(Records from a point-labeling set)
------------------------------------------------------------------------

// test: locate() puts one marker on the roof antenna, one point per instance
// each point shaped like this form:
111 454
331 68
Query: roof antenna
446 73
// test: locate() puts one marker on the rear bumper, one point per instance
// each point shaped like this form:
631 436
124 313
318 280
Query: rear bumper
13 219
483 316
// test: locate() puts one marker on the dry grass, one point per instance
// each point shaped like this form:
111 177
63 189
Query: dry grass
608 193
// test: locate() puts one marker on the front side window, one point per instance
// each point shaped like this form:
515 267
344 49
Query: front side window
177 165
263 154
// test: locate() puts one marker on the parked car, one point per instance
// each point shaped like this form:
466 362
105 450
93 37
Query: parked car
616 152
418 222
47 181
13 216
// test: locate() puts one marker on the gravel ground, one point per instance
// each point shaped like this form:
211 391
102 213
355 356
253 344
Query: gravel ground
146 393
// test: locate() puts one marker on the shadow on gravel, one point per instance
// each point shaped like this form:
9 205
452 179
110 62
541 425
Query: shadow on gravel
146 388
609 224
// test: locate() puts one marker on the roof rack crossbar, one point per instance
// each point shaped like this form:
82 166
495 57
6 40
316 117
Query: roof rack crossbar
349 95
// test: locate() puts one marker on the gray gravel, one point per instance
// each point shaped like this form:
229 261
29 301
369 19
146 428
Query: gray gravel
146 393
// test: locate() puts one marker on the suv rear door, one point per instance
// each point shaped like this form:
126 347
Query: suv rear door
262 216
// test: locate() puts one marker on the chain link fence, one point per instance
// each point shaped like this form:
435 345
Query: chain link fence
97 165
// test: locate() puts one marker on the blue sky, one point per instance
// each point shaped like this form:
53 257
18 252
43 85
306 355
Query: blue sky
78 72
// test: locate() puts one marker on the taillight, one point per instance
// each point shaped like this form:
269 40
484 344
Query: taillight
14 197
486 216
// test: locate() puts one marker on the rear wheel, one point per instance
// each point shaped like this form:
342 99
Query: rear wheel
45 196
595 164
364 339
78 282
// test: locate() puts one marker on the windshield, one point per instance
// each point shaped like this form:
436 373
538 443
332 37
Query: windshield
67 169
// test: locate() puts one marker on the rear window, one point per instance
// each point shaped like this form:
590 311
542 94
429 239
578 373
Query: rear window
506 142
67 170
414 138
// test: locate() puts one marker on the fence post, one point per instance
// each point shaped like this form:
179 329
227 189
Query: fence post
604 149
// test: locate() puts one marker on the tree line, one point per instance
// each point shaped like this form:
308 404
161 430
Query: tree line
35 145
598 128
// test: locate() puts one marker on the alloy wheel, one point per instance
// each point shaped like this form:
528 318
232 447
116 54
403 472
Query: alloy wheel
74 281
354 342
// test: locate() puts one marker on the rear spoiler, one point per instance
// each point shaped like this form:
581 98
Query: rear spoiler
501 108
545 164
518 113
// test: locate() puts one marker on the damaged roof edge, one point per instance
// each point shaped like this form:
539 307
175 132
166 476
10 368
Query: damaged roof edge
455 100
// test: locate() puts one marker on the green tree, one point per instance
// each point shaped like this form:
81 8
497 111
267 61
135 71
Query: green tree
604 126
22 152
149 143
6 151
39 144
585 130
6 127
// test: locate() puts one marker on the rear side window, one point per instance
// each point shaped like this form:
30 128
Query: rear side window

------------------------------------------------------------------------

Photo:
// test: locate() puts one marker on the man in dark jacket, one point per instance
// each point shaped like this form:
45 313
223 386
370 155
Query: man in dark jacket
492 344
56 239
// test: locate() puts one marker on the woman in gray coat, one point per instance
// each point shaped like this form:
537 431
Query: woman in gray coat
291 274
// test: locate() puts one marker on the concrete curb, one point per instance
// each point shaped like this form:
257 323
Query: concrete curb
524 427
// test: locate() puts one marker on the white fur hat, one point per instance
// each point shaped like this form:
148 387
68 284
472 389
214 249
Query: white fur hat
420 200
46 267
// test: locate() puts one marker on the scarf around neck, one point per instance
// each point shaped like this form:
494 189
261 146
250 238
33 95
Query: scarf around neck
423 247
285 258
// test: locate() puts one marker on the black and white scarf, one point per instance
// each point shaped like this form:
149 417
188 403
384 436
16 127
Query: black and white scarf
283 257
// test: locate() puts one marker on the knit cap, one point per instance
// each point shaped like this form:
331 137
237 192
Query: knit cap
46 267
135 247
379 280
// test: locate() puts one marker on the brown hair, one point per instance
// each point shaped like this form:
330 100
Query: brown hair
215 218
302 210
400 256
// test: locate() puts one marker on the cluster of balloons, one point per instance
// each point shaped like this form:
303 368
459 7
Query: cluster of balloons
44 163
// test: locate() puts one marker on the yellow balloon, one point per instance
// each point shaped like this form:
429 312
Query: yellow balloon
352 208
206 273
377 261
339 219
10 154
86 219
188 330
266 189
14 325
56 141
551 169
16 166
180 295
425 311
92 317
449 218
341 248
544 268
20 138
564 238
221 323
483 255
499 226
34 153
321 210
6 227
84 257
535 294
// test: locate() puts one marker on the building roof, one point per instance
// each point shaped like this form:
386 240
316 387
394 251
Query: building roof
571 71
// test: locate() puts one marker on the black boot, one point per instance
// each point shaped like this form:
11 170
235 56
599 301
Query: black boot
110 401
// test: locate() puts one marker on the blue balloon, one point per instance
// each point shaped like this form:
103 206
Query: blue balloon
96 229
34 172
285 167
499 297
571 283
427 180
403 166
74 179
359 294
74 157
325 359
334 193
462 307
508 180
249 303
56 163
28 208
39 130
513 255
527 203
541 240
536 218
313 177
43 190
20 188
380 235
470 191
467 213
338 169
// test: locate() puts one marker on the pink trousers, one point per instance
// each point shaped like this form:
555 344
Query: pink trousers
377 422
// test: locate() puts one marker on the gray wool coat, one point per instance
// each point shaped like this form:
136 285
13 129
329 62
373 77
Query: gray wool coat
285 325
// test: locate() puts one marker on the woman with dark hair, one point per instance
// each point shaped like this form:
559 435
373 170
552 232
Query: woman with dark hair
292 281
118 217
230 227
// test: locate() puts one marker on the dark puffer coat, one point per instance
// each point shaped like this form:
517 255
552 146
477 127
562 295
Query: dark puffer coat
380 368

------------------------------------------------------------------------

Gather every line of the material above that contains the word "window".

→ **WRITTEN REPLY**
// test: locate() puts one marker on the front side window, one point per instance
Query: front side window
// test: locate() puts one marker on the rear window, one point per instance
Query: rear window
// test: locate() puts one marker on the rear side window, one point per instance
Query: rear side window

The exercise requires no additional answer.